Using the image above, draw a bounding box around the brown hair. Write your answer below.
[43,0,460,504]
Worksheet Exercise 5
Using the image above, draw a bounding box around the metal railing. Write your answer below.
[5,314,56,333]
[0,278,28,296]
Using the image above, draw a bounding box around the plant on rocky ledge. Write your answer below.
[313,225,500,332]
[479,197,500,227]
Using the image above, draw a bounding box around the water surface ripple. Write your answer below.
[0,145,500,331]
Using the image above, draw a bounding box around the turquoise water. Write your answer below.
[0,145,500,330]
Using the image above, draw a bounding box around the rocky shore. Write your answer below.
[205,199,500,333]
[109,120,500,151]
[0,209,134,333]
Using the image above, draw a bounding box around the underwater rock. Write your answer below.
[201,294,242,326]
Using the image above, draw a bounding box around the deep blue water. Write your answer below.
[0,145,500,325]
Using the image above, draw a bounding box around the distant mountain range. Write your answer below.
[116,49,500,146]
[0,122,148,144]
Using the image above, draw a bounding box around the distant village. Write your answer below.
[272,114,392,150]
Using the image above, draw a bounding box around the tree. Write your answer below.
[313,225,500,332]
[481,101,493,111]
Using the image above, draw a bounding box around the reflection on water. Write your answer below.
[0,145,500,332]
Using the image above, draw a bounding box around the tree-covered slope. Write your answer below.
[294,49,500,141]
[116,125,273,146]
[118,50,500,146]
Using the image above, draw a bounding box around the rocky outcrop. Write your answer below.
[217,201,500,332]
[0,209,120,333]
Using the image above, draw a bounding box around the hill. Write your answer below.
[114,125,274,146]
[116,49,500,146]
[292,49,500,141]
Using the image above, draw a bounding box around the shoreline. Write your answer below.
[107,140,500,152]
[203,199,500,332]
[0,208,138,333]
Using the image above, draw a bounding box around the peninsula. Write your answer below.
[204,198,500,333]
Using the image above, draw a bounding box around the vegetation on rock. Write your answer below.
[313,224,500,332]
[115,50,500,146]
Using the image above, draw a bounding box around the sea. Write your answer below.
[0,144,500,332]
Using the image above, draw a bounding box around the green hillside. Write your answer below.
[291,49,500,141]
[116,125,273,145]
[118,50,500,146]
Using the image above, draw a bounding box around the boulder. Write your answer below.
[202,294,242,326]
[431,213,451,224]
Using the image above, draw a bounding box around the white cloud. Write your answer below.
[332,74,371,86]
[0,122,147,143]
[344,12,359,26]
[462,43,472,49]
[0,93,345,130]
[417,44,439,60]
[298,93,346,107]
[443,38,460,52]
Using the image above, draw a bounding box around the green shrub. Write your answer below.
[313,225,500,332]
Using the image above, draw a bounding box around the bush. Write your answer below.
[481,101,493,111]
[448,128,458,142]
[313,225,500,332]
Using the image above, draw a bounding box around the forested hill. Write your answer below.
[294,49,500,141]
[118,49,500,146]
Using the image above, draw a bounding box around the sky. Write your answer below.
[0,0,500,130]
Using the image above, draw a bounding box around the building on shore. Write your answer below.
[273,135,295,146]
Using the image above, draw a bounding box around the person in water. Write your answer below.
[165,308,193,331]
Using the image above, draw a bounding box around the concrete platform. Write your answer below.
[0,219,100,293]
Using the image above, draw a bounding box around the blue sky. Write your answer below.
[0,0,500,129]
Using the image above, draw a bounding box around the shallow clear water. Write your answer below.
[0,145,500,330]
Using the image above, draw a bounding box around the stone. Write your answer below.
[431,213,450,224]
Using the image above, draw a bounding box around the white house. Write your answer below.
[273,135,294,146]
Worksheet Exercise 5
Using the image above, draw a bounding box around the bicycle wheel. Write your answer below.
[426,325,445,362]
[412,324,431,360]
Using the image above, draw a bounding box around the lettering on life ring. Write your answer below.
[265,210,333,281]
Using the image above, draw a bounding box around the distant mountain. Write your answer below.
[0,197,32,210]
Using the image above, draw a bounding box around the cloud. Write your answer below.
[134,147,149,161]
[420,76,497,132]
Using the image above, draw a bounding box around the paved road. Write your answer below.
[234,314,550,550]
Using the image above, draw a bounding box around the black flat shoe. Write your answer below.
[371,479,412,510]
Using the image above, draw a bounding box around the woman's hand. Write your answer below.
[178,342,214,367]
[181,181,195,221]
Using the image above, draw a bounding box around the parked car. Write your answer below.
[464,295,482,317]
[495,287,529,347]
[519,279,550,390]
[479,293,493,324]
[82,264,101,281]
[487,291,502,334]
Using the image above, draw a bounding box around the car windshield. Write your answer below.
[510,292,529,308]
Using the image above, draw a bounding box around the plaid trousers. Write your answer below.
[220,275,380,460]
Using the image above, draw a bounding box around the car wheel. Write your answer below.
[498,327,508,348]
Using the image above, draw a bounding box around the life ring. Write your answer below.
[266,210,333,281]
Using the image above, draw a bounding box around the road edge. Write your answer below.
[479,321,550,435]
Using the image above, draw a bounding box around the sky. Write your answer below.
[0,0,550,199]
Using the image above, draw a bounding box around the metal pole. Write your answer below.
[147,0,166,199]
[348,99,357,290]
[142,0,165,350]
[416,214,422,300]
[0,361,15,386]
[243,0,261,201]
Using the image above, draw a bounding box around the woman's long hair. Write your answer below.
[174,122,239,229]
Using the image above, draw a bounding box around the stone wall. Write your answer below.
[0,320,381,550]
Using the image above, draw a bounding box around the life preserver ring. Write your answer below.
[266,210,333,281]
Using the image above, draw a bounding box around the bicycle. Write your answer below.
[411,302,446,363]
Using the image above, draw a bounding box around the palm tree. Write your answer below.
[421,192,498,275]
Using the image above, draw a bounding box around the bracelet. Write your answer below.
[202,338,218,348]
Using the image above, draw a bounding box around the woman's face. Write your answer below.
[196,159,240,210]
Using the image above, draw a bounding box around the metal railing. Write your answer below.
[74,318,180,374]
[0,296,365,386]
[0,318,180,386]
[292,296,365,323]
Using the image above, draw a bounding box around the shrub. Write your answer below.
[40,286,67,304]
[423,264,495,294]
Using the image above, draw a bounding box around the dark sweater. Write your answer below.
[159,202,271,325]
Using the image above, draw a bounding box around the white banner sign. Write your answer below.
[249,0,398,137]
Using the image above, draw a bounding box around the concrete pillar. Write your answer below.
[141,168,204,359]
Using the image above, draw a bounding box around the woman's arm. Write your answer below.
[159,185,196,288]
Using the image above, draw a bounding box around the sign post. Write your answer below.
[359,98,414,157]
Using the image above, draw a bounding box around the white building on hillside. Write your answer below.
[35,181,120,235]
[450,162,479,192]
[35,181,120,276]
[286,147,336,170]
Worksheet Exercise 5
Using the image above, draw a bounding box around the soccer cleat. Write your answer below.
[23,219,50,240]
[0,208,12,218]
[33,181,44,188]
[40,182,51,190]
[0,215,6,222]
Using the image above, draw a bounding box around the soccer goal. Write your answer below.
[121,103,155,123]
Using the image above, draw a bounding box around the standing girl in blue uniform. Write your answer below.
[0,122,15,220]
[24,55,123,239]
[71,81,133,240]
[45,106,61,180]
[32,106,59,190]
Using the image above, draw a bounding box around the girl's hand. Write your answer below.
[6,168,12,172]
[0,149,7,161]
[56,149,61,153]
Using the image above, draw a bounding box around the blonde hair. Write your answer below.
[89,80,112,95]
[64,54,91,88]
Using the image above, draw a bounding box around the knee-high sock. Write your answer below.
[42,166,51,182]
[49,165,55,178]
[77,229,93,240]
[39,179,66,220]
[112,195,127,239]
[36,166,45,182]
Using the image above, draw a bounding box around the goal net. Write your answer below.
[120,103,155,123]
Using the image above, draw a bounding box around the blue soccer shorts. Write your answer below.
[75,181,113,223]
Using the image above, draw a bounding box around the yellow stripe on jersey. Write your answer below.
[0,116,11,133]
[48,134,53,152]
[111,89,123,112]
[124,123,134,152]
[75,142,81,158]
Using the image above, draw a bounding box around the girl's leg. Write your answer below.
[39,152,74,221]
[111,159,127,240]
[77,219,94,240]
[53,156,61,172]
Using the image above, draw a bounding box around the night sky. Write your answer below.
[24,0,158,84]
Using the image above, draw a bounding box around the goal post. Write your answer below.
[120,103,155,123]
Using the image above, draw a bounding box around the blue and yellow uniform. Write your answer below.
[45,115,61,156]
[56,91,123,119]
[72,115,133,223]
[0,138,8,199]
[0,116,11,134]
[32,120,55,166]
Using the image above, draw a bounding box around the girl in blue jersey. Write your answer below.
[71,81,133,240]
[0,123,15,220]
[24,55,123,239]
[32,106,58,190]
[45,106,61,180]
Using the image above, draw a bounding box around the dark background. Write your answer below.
--- --- ---
• _TASK GOAL_
Can you write out, word for word, the lines of the records from the line with "Using the image above, draw a bounding box around the shoreline." up to and including the line with "[0,144,500,332]", and nothing else?

• _ANSWER IN FULL_
Using the image above, draw a bounding box around the shoreline. Write your answer below.
[107,140,500,152]
[203,199,500,332]
[0,208,138,333]
Using the image above, draw a bounding box around the peninsula. Write your answer below.
[204,198,500,333]
Using the image above, draw a bounding box around the vegetation on rock. Write your answer below.
[313,224,500,332]
[115,50,500,146]
Using the image above, draw a bounding box around the sea. Write your answer below.
[0,144,500,332]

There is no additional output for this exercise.